━━━━━ Given data ━━━━━

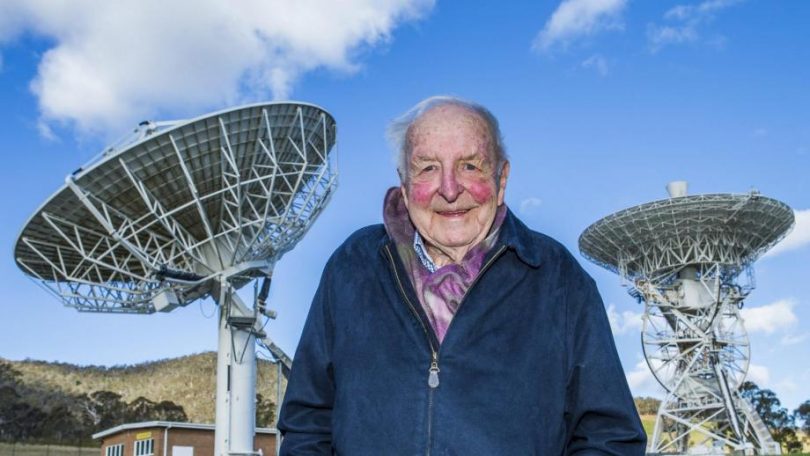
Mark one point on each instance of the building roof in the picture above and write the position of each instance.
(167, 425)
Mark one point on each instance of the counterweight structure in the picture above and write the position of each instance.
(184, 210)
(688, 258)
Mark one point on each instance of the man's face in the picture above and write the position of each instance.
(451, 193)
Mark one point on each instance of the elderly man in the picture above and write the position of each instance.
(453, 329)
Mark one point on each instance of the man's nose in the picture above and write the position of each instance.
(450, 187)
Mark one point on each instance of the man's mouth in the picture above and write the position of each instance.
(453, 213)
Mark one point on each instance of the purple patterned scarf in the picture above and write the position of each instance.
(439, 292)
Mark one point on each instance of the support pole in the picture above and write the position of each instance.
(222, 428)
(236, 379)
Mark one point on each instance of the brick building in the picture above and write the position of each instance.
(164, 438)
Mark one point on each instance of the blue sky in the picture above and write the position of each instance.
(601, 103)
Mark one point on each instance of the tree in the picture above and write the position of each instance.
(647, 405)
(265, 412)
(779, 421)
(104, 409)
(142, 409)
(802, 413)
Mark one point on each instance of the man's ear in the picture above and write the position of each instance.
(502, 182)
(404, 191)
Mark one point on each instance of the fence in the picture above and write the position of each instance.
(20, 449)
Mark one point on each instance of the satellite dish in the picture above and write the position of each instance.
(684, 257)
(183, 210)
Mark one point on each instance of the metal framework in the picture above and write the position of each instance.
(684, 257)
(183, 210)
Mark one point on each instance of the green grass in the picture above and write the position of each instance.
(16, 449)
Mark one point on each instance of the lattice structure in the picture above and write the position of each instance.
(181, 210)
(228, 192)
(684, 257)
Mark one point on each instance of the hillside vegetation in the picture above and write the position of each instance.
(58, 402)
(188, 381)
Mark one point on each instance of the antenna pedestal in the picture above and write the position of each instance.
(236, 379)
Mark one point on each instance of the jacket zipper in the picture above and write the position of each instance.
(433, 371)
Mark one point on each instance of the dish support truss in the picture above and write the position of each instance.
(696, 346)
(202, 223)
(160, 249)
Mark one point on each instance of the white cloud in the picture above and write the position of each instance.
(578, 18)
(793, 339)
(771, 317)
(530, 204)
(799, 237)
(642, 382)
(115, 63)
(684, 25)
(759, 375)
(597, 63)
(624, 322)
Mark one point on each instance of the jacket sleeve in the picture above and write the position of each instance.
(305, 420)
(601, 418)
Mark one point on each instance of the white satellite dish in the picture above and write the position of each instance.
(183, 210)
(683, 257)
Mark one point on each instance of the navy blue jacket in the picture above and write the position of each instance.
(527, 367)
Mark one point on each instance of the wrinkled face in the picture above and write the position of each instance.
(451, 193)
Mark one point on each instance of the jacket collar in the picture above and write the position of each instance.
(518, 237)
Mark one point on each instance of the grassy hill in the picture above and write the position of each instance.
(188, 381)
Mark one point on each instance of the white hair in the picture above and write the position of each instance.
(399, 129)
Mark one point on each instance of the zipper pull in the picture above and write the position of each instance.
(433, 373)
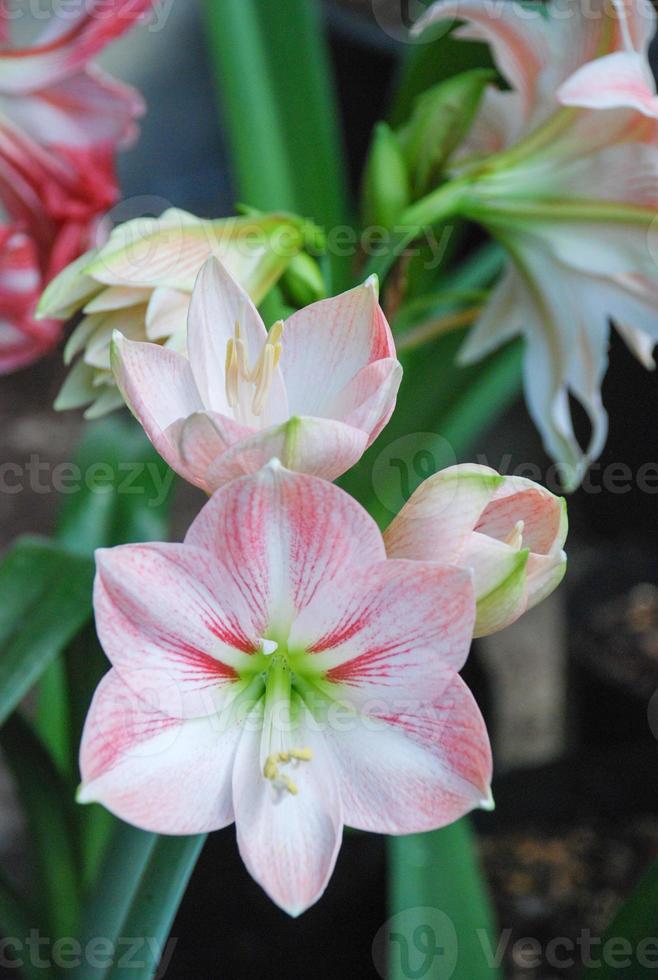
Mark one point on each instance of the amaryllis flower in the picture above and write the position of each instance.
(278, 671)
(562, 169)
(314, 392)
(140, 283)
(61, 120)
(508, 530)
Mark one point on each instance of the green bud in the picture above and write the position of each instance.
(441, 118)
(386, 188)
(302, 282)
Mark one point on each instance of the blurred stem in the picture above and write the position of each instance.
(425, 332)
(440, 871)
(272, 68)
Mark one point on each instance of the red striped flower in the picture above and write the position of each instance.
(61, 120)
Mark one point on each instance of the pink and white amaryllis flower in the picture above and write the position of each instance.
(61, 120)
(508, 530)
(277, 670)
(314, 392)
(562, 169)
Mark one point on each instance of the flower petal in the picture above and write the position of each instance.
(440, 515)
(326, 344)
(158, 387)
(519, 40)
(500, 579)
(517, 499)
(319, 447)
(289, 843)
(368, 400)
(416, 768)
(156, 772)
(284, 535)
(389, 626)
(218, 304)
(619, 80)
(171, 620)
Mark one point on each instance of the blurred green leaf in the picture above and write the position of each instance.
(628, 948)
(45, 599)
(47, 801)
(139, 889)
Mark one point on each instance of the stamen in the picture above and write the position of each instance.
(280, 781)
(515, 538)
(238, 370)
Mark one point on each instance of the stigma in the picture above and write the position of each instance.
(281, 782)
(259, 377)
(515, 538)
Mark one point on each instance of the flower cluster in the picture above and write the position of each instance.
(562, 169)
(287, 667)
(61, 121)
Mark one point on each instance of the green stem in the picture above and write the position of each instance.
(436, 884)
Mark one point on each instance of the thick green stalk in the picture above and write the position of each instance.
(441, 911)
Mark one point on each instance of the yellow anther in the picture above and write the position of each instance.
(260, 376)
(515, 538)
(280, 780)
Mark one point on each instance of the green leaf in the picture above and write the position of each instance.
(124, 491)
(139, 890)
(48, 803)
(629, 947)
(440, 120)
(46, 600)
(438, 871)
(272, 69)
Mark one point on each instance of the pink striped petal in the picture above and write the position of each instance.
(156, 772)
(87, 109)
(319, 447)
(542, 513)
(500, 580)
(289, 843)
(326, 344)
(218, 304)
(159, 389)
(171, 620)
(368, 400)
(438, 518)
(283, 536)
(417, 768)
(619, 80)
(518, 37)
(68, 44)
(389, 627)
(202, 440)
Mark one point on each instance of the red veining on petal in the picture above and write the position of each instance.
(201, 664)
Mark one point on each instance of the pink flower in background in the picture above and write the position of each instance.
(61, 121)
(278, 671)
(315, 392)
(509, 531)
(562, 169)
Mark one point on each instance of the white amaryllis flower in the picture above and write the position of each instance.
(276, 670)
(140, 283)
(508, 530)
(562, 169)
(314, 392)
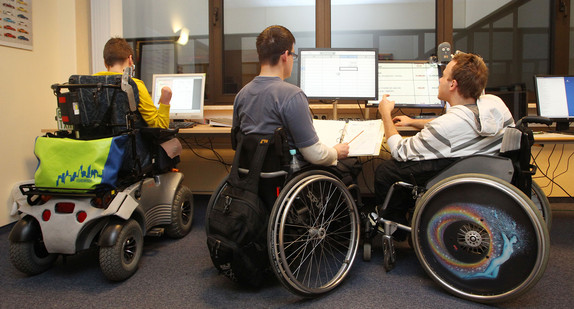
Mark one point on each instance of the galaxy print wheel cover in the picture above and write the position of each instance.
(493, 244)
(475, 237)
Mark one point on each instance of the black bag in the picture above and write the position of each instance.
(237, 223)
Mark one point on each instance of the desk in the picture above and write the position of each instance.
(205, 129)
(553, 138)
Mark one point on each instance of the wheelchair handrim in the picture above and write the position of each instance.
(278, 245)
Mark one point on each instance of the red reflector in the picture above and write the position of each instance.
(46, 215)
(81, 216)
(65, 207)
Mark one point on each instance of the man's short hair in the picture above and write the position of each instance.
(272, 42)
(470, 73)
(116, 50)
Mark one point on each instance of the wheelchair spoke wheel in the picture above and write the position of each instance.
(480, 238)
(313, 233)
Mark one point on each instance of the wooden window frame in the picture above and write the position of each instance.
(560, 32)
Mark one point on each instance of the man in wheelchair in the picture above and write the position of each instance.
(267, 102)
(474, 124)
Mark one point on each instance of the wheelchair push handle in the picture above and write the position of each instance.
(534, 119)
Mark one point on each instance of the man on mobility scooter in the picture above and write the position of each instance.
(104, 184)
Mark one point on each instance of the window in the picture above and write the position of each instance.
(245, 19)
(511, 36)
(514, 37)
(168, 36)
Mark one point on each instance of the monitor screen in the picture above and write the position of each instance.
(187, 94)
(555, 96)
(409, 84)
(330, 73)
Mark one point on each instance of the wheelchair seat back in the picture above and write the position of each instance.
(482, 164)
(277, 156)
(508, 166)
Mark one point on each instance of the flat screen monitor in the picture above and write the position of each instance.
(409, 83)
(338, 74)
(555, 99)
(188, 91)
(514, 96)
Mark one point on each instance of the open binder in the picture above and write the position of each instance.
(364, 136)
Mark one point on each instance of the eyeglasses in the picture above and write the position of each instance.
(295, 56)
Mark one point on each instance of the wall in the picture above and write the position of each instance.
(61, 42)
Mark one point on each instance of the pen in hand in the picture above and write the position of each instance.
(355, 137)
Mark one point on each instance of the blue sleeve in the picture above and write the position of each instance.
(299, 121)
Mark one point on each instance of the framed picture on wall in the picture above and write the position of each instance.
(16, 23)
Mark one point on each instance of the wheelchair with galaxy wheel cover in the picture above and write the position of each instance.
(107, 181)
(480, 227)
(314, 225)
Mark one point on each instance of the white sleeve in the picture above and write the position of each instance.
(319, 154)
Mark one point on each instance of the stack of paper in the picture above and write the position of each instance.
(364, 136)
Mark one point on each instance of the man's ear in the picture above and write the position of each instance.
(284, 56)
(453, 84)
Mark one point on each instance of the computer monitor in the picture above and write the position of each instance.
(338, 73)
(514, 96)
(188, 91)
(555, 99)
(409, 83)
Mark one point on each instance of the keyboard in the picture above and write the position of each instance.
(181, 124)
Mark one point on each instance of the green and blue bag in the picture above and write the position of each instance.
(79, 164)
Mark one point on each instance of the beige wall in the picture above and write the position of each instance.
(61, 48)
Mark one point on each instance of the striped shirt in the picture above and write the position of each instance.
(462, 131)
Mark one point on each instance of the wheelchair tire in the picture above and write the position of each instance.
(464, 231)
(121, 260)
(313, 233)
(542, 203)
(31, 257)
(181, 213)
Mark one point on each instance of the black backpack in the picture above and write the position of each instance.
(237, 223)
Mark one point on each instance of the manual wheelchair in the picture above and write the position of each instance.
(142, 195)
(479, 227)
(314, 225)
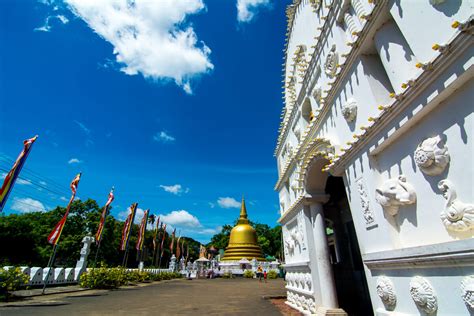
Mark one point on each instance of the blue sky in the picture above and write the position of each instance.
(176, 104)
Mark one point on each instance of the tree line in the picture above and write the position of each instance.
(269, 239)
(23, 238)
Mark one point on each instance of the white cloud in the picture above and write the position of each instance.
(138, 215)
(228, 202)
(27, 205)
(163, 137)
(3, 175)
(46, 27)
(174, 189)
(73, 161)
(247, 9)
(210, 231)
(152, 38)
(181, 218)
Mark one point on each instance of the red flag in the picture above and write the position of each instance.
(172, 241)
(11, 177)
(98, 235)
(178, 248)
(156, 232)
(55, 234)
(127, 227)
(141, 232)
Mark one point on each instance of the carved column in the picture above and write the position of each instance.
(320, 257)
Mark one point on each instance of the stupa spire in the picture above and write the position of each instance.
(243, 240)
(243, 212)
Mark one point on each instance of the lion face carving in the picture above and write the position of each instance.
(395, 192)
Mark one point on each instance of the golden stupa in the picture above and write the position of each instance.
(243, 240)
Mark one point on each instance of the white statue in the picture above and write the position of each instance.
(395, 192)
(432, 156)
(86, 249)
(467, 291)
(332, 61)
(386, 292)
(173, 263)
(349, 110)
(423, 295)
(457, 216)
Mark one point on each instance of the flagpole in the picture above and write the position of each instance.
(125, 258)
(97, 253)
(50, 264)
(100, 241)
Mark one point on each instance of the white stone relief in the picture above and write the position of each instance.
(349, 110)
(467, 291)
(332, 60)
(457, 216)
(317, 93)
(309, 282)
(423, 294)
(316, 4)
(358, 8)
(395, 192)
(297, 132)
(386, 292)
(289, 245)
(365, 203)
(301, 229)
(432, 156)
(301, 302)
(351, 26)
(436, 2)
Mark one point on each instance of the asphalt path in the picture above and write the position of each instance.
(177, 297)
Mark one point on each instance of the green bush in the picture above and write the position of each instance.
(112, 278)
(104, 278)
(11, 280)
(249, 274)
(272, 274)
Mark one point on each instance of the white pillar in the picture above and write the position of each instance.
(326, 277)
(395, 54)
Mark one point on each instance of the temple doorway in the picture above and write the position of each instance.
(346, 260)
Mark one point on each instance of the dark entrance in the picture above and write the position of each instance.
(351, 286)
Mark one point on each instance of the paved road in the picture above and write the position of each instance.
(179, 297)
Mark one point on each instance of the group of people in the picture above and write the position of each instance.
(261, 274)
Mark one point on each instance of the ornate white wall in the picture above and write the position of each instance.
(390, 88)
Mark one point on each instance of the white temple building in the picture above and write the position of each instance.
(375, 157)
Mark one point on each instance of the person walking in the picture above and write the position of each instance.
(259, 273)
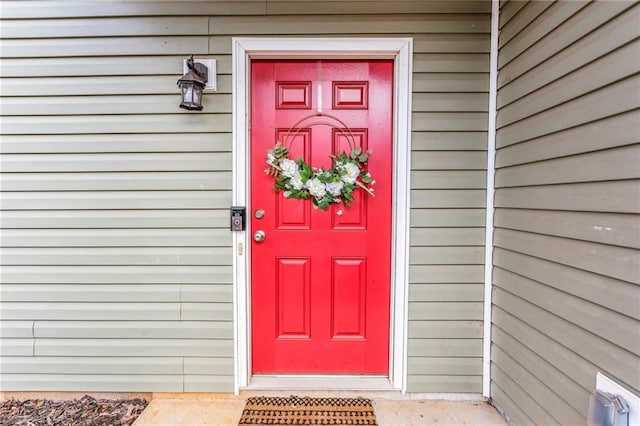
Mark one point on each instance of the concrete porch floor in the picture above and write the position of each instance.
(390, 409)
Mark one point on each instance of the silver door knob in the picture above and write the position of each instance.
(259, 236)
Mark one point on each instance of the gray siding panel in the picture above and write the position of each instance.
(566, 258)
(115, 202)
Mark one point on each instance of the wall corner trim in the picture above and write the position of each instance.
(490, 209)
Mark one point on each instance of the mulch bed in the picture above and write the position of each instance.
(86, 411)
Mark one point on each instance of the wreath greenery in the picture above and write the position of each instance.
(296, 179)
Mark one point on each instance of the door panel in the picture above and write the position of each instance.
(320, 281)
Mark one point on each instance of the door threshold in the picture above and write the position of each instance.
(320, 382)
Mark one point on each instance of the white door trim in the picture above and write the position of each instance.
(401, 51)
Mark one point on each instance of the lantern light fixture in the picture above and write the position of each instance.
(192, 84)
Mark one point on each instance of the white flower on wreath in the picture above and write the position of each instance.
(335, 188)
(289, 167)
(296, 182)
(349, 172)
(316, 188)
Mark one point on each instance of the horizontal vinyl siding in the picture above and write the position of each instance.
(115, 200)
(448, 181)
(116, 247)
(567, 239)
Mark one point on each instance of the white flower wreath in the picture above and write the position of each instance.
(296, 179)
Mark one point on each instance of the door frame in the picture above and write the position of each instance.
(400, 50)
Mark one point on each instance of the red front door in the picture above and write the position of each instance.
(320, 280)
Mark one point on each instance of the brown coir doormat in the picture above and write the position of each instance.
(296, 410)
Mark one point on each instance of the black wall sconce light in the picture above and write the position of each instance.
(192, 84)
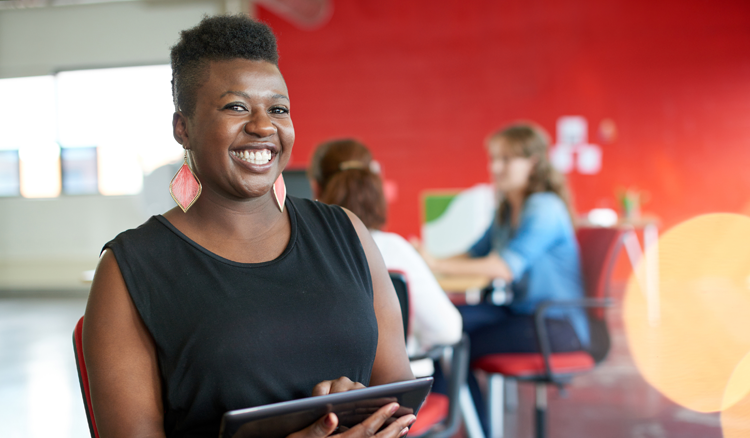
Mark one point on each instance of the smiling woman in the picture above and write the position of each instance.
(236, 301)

━━━━━

__Exercise details__.
From the line containing "Mark one point on each instance of the white door" to the final line above, both included, transcribe every line exactly and leave all pictures out.

__Answer for this exercise__.
Mark one point on each instance of the white door trim in the picture above and write the position of each instance.
(401, 51)
Mark one point on each instance of the lantern light fixture in the picture above and write the position of each instance.
(192, 84)
Mark one point on each instance of the white flower on wreath in the picture above and write the position of each instance.
(335, 188)
(289, 167)
(296, 182)
(349, 172)
(316, 188)
Mark one point on each instance of the horizontal vinyl siding in the picture above and write the position of each instance.
(115, 200)
(448, 181)
(116, 247)
(567, 239)
Mark one point on each instance of the white flower wreath in the picture above and write the position of each instance.
(296, 179)
Mark one point on each instance of the door frame in the picture above and write the position of each instance.
(400, 50)
Mark one point on each instance of the red front door in the picture above and write the position of each instance.
(320, 280)
Mark one point on each instance of the brown coir doormat in the picture above and write the position of each instance.
(296, 410)
Mark one point on each instance of the black wall sconce light in the picture above and write the position of each instance.
(192, 84)
Mark one point on each instance of the smiling woman in the picture above and write the position of each instance.
(236, 301)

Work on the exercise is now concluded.